TEXT TO READ >>
↓

# table saw help do i build one or buy one



## bioman (Jul 6, 2005)

alright i want a good saw but they are fairly expensive i want one that i can throw a sheet of plywood on there and not have to worry about it moving so my question is, is it better to buy a smaller saw and build a table around it or is getting a cabinet style from jet or powerhouse going to work better 

if anyone has a large table saw they want to sell let me know
thanks


----------



## speckle-catcher (May 20, 2004)

keep an eye on craigslist and be prepared to jump on any cabinet saw you see. good ones sell fast.


----------



## Texas T (May 21, 2004)

Grizzly is the way to go


----------



## the hook (Aug 8, 2011)

Texas T said:


> Grizzly is the way to go


Daughter works there and I live about 3 minutes from there...


----------



## kneekap (Nov 13, 2012)

You are not going to be all that happy with a table top model
built into a table. The little guys just don't have the power and only
a belt drive can give you the depth of cut you will sometimes need.

Some guys use a skill saw with a guide and do pretty well.

I would hold out for a real table saw if you can.


----------



## bioman (Jul 6, 2005)

thanks


----------



## Fishnut (May 21, 2004)

I've got an older Craftsman 10" table saw at my dads house collecting dust in the shed. You can have it for 50 bucks if you want.

↑

SET TASK A >> In the records below, substitute "short description" for every occurrence of "noun phrase" and leave everything else unchanged. Omit the pictures from your answer.

DATA PROVIDED >>
↓

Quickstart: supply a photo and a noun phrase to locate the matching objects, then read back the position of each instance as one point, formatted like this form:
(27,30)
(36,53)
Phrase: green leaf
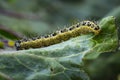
(63,61)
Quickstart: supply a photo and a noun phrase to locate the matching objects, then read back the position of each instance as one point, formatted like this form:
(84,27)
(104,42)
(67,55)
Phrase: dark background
(31,18)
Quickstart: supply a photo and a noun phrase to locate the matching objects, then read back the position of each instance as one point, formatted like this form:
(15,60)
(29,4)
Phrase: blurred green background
(31,18)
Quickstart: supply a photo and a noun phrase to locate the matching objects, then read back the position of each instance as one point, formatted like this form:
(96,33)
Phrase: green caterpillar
(83,27)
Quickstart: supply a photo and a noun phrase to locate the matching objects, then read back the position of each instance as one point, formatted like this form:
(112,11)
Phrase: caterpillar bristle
(58,36)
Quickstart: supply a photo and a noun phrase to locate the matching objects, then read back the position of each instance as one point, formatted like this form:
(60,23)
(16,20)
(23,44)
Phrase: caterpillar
(83,27)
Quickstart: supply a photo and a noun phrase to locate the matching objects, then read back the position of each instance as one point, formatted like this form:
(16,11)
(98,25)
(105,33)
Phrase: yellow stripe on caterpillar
(59,36)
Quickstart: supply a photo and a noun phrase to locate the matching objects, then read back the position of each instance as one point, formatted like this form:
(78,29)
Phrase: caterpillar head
(92,25)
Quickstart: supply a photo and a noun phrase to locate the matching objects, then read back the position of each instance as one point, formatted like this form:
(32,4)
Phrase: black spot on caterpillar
(83,27)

↑

SET TASK B >> In the table saw thread, what kind of drive does kneekap say can give the depth of cut you will sometimes need?

FINAL RESULT A >>
Quickstart: supply a photo and a short description to locate the matching objects, then read back the position of each instance as one point, formatted like this form:
(27,30)
(36,53)
Phrase: green leaf
(63,61)
Quickstart: supply a photo and a short description to locate the matching objects, then read back the position of each instance as one point, formatted like this form:
(84,27)
(104,42)
(67,55)
Phrase: dark background
(31,18)
Quickstart: supply a photo and a short description to locate the matching objects, then read back the position of each instance as one point, formatted like this form:
(15,60)
(29,4)
Phrase: blurred green background
(31,18)
Quickstart: supply a photo and a short description to locate the matching objects, then read back the position of each instance as one point, formatted like this form:
(96,33)
Phrase: green caterpillar
(83,27)
Quickstart: supply a photo and a short description to locate the matching objects, then read back the position of each instance as one point, formatted like this form:
(112,11)
Phrase: caterpillar bristle
(58,36)
Quickstart: supply a photo and a short description to locate the matching objects, then read back the position of each instance as one point, formatted like this form:
(60,23)
(16,20)
(23,44)
Phrase: caterpillar
(83,27)
Quickstart: supply a photo and a short description to locate the matching objects, then read back the position of each instance as one point, formatted like this form:
(16,11)
(98,25)
(105,33)
Phrase: yellow stripe on caterpillar
(59,36)
Quickstart: supply a photo and a short description to locate the matching objects, then read back the position of each instance as one point, formatted like this form:
(78,29)
Phrase: caterpillar head
(92,25)
Quickstart: supply a photo and a short description to locate the matching objects, then read back the position of each instance as one point, formatted like this form:
(32,4)
Phrase: black spot on caterpillar
(83,27)

FINAL RESULT B >> A belt drive.